** START PROVIDED DATA **

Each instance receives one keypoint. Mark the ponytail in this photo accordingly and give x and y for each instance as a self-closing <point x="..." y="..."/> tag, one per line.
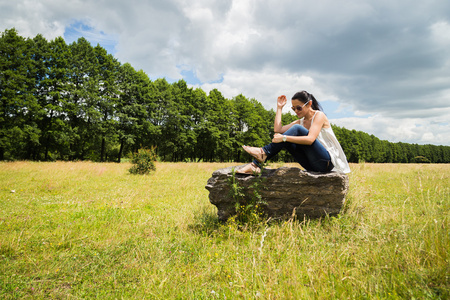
<point x="304" y="97"/>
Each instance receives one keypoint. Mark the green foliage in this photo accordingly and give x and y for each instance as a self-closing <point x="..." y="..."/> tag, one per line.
<point x="88" y="230"/>
<point x="143" y="161"/>
<point x="77" y="102"/>
<point x="249" y="204"/>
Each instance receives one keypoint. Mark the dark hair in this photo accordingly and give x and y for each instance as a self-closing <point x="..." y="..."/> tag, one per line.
<point x="304" y="97"/>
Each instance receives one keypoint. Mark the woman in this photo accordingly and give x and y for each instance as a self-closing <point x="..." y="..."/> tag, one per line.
<point x="310" y="139"/>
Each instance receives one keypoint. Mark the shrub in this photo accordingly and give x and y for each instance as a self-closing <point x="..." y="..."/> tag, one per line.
<point x="143" y="161"/>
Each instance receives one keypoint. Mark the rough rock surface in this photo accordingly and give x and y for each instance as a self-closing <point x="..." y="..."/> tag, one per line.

** END PROVIDED DATA **

## TASK TO COMPLETE
Transcribe all of the material above verbatim, line by line, and leave the pictures out of your answer.

## COMPLETE ANSWER
Each instance receives one keypoint. Mark the ponytail in this photo accordingly and give x and y for each instance as a self-closing <point x="..." y="..."/> tag, one per line.
<point x="304" y="97"/>
Each instance receives one keypoint. Mark the green foliage in this photo accordingly and give x and y for each instance as a self-closing <point x="..." y="..."/> tag, one per line.
<point x="88" y="230"/>
<point x="143" y="161"/>
<point x="77" y="102"/>
<point x="249" y="204"/>
Each instance receives one keypoint. Mark the dark hair in this photo accordingly and give x and y for each instance as a self-closing <point x="..." y="..."/> tag, one per line.
<point x="304" y="97"/>
Each instance receives one keypoint. Mark the woman in this photo accordingly and give x and y for each instance as a self-closing <point x="..." y="..."/> tag, one per line.
<point x="310" y="139"/>
Each instance receives one keypoint. Mark the shrub in this photo accordingly and give x and y for each instance as a self-closing <point x="..." y="..."/> tag, one per line.
<point x="143" y="161"/>
Each instance receives one keypoint. Mark the rough rock surface in this photo accordingly and give x and y for each instance as a self-closing <point x="..." y="..."/> tag, one per line.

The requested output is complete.